Contour labeling entries
START

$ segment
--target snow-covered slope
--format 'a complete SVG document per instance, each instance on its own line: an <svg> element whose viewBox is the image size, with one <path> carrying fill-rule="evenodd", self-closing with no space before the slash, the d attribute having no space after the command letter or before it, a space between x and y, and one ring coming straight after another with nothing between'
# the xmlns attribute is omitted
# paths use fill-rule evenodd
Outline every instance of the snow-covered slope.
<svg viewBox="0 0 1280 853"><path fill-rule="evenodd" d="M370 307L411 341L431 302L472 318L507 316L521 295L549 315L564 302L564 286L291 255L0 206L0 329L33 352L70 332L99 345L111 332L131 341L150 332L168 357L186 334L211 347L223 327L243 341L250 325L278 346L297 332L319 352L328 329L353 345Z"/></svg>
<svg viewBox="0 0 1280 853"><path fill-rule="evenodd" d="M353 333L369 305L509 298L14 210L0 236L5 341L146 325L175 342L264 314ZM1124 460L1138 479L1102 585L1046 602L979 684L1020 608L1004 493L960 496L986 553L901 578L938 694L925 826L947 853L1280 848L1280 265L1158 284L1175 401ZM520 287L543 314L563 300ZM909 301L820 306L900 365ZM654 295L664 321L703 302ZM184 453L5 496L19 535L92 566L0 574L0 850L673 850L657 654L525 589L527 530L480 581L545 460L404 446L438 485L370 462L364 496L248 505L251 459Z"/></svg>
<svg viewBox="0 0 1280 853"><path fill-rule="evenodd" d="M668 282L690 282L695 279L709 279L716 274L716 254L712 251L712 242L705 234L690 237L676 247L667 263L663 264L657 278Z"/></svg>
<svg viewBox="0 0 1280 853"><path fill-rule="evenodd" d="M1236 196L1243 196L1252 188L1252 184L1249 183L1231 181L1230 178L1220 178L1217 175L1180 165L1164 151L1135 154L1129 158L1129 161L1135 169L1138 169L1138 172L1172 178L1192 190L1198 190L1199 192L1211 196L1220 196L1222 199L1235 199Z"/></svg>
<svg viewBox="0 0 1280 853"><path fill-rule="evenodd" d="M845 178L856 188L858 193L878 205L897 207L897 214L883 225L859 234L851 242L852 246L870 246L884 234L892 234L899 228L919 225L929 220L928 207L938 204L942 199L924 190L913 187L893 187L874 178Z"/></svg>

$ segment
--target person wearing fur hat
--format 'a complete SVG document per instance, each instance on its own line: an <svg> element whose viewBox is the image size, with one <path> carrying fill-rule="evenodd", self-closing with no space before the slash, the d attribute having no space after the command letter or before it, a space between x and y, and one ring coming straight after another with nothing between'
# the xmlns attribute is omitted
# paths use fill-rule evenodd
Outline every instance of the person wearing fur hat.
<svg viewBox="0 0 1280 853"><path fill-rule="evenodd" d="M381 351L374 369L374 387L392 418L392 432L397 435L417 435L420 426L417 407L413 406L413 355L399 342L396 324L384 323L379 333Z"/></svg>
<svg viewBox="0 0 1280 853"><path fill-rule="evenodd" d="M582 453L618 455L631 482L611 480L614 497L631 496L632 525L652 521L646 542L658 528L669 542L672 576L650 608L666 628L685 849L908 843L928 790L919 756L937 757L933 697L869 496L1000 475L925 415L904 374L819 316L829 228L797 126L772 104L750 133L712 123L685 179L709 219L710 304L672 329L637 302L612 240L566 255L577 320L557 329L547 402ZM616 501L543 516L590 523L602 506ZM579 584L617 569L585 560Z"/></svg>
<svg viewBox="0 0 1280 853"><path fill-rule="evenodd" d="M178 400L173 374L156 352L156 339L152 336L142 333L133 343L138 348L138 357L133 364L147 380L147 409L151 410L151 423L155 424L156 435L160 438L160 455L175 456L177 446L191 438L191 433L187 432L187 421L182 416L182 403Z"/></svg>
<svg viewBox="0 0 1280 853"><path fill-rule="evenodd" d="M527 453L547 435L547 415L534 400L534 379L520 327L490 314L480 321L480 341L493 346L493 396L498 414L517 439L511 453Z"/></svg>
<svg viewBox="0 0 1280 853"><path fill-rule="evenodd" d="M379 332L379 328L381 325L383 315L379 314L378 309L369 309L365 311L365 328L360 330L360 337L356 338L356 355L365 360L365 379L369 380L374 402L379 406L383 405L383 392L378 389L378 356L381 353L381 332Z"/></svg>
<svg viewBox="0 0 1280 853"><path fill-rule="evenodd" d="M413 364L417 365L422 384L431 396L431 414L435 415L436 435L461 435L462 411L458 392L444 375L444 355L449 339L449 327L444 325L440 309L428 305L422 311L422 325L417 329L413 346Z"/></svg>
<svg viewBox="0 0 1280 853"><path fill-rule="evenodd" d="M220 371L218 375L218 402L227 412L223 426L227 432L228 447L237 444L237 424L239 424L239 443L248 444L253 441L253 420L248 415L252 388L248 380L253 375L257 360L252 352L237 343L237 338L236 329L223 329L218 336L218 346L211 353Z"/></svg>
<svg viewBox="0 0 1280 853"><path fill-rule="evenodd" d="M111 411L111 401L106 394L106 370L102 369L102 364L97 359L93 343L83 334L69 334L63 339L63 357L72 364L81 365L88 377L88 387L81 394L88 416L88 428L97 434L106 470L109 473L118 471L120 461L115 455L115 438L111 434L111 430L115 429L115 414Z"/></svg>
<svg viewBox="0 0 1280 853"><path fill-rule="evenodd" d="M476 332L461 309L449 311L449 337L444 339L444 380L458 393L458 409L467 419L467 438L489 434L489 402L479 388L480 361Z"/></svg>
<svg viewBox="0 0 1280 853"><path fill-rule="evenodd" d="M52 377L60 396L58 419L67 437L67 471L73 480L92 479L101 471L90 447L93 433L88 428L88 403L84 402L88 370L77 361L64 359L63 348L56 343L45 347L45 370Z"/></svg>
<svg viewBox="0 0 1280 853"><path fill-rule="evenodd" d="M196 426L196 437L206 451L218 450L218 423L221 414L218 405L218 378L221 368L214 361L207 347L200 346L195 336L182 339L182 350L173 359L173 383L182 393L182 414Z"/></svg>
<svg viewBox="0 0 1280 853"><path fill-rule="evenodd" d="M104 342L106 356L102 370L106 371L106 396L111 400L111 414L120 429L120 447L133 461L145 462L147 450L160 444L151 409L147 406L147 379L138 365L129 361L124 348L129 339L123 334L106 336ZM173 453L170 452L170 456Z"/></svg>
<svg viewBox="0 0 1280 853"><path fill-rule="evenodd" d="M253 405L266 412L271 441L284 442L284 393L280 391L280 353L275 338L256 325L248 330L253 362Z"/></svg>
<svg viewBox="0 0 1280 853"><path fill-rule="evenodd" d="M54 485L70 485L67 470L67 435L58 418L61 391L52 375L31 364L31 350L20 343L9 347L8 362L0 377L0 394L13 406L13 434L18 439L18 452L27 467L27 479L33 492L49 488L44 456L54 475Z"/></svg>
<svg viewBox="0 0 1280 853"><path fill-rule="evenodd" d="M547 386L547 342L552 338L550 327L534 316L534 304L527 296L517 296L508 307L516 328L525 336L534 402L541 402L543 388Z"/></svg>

END

| Exercise |
Tally how many lines of the records above contain the string "person", and reply with only that number.

| Solution |
2